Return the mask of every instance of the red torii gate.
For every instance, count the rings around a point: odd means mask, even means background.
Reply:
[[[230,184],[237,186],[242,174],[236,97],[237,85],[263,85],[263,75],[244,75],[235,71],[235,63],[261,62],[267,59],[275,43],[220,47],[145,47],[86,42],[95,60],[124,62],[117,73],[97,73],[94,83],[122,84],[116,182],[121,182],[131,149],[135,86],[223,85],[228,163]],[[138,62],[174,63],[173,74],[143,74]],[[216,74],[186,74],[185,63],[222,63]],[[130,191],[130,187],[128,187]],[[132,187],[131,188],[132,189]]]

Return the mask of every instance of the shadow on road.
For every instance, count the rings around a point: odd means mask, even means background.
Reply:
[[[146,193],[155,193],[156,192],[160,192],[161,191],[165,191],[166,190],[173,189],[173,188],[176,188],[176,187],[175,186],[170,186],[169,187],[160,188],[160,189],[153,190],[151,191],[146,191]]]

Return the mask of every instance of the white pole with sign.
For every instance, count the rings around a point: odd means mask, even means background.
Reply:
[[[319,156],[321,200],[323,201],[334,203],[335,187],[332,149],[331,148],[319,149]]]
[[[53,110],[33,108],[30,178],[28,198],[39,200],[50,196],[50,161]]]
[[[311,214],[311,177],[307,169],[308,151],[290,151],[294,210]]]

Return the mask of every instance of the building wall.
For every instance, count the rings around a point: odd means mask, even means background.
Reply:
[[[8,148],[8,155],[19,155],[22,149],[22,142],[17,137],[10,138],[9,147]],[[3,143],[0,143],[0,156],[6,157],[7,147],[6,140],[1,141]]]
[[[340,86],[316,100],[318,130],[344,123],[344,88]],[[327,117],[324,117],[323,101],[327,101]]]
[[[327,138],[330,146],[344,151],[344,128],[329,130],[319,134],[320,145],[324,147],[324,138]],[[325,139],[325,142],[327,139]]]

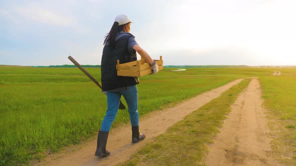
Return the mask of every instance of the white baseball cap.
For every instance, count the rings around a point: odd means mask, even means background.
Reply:
[[[130,20],[129,20],[128,17],[124,14],[120,14],[117,16],[116,17],[116,18],[115,18],[115,20],[114,20],[114,22],[118,22],[118,26],[123,25],[126,23],[131,22],[131,21]]]

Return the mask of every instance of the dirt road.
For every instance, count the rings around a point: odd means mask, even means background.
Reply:
[[[166,132],[167,129],[176,122],[182,120],[189,114],[219,96],[223,92],[233,86],[239,83],[239,79],[228,83],[212,90],[202,94],[177,106],[156,111],[150,116],[141,119],[140,132],[144,132],[145,140],[137,144],[131,144],[131,131],[129,125],[112,130],[109,136],[107,148],[111,155],[99,158],[94,156],[96,147],[96,140],[88,142],[76,152],[68,152],[61,154],[49,155],[40,162],[32,163],[33,165],[42,166],[112,166],[128,160],[138,148],[152,140],[153,137]]]
[[[259,81],[253,78],[232,105],[215,142],[208,166],[278,166],[272,158]]]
▬▬▬▬▬▬▬▬▬▬
▶ YOUR OBJECTIVE: Transcribe the records verbatim and omit the images.

▶ RESPONSE TO THE TASK:
Return the mask of every instance of the red torii gate.
For every instance, count the rings around a point: odd means mask, even means background.
Reply:
[[[230,184],[237,186],[242,174],[236,97],[237,85],[263,85],[263,75],[244,75],[235,71],[235,63],[261,62],[267,59],[275,43],[220,47],[145,47],[86,42],[95,60],[124,62],[117,73],[97,73],[94,83],[122,84],[116,182],[121,182],[131,149],[135,86],[223,85],[228,163]],[[138,62],[174,63],[173,74],[143,74]],[[216,74],[186,74],[185,63],[222,63]],[[130,191],[130,187],[128,187]],[[132,187],[131,188],[132,189]]]

Return the mask of every instance of the shadow on road.
For every instance, count the rings around a point: odd means mask, even means background.
Reply:
[[[146,193],[155,193],[156,192],[160,192],[161,191],[165,191],[166,190],[173,189],[173,188],[176,188],[176,187],[175,186],[170,186],[169,187],[160,188],[160,189],[153,190],[151,191],[146,191]]]

Return the mask of every instance of the white pole with sign.
For every instance, count the rings around a point: odd means mask, even means background.
Reply:
[[[319,156],[321,200],[323,201],[334,203],[335,187],[332,149],[331,148],[319,149]]]
[[[53,110],[33,108],[30,178],[28,198],[39,200],[50,196],[50,161]]]
[[[311,214],[311,177],[307,169],[308,151],[290,151],[294,210]]]

Return the mask of every instance of the building wall.
For every instance, count the rings around a point: odd means mask, even means background.
Reply:
[[[8,148],[8,155],[19,155],[22,149],[22,142],[17,137],[10,138],[9,147]],[[3,143],[0,143],[0,156],[6,157],[7,147],[6,140],[1,141]]]
[[[340,86],[316,100],[318,130],[344,123],[344,88]],[[327,117],[324,117],[323,101],[327,101]]]
[[[327,138],[330,146],[344,151],[344,128],[329,130],[319,134],[320,145],[324,147],[324,138]],[[325,139],[325,142],[327,139]]]

Return the mask of every instance of the white baseball cap.
For every instance, count the rings around a point: odd means mask, even means background.
Reply:
[[[130,20],[129,20],[128,17],[124,14],[120,14],[117,16],[116,17],[116,18],[115,18],[115,20],[114,20],[114,22],[118,22],[118,26],[123,25],[126,23],[131,22],[131,21]]]

Return the mask of every instance of the dirt road.
For every instance, count the rings around a point: odd means mask, even means background.
Reply:
[[[166,132],[167,129],[176,122],[182,120],[189,114],[219,96],[223,92],[233,86],[239,83],[239,79],[228,83],[212,90],[202,94],[177,106],[156,111],[150,116],[141,119],[140,132],[144,132],[145,140],[137,144],[131,144],[131,131],[129,125],[112,130],[109,136],[107,148],[111,155],[99,158],[94,156],[96,147],[96,140],[88,142],[76,152],[68,152],[61,154],[49,155],[40,162],[32,163],[33,165],[42,166],[112,166],[128,160],[138,148],[152,140],[153,137]]]
[[[259,81],[253,78],[232,105],[215,142],[208,166],[278,166],[272,158]]]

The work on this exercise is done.